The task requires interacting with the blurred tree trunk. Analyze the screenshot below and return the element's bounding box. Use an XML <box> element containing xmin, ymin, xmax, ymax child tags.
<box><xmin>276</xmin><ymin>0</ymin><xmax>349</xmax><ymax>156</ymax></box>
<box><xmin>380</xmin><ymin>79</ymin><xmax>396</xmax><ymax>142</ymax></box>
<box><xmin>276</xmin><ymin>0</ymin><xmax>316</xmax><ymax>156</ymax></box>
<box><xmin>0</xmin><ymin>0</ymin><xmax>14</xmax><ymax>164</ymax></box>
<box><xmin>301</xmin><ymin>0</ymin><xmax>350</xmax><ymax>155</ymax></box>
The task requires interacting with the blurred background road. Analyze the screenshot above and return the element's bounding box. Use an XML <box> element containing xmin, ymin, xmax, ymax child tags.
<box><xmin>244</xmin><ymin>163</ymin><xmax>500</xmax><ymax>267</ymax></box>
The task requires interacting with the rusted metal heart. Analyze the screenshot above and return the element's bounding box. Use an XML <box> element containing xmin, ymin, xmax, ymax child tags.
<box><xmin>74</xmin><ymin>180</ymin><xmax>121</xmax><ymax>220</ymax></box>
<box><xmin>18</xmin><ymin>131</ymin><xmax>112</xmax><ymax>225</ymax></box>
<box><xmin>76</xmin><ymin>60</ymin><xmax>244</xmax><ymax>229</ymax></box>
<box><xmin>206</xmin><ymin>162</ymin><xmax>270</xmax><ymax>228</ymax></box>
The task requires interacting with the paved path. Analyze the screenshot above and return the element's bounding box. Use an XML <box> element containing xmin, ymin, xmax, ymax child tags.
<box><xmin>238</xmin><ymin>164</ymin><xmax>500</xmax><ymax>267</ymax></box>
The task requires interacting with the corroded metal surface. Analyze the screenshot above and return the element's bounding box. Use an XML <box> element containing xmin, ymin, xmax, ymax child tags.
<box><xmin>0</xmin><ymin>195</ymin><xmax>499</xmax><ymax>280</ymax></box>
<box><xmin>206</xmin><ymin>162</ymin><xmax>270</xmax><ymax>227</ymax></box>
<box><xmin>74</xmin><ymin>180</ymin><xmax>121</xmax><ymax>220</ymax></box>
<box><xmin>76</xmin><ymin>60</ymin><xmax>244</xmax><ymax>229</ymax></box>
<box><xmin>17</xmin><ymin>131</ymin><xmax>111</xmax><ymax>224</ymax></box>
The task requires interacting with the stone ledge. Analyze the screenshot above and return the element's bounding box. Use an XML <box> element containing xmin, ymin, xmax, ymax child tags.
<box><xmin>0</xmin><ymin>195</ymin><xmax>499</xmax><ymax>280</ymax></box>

⁂

**EXERCISE DETAILS:** Every line of the data is to be retyped without alteration.

**RESULT OF THE TASK:**
The task requires interacting with the blurred tree trunk. Analyze the screenshot below and return the element's bounding box. Use an XML <box> element containing xmin, ymin, xmax, ymax child tags.
<box><xmin>276</xmin><ymin>0</ymin><xmax>349</xmax><ymax>156</ymax></box>
<box><xmin>380</xmin><ymin>79</ymin><xmax>396</xmax><ymax>142</ymax></box>
<box><xmin>276</xmin><ymin>0</ymin><xmax>316</xmax><ymax>156</ymax></box>
<box><xmin>0</xmin><ymin>0</ymin><xmax>14</xmax><ymax>164</ymax></box>
<box><xmin>301</xmin><ymin>0</ymin><xmax>350</xmax><ymax>155</ymax></box>
The task requires interacting with the blurred background road. Analyze the screenshot above and return the element's bounding box. Use an XML <box> element containing xmin, ymin, xmax, ymax child tags.
<box><xmin>244</xmin><ymin>163</ymin><xmax>500</xmax><ymax>267</ymax></box>
The task requires interacting with the rusted metal heart. Analyze the screenshot above and return the element's bounding box. Use an XML <box> element containing xmin, ymin, xmax, ymax child tags.
<box><xmin>74</xmin><ymin>180</ymin><xmax>121</xmax><ymax>220</ymax></box>
<box><xmin>18</xmin><ymin>131</ymin><xmax>112</xmax><ymax>225</ymax></box>
<box><xmin>76</xmin><ymin>60</ymin><xmax>244</xmax><ymax>229</ymax></box>
<box><xmin>206</xmin><ymin>162</ymin><xmax>270</xmax><ymax>228</ymax></box>
The task requires interacting with the paved path. Analyze the screenshot above and return the element's bounding box. Use an XML <box> element containing xmin, ymin, xmax, ymax child tags.
<box><xmin>238</xmin><ymin>164</ymin><xmax>500</xmax><ymax>267</ymax></box>
The task requires interacting with the corroded metal surface. Analyze the screenshot above and return the element's bounding box. Use an XML <box> element containing xmin, ymin, xmax, ymax child tags.
<box><xmin>0</xmin><ymin>195</ymin><xmax>499</xmax><ymax>280</ymax></box>
<box><xmin>206</xmin><ymin>162</ymin><xmax>270</xmax><ymax>227</ymax></box>
<box><xmin>74</xmin><ymin>180</ymin><xmax>121</xmax><ymax>220</ymax></box>
<box><xmin>76</xmin><ymin>60</ymin><xmax>244</xmax><ymax>229</ymax></box>
<box><xmin>17</xmin><ymin>131</ymin><xmax>111</xmax><ymax>224</ymax></box>
The task requires interacting with the stone ledge. Analyze the screenshot above and return the element's bounding box. Use an XML <box> element containing xmin, ymin, xmax, ymax child tags.
<box><xmin>0</xmin><ymin>195</ymin><xmax>499</xmax><ymax>280</ymax></box>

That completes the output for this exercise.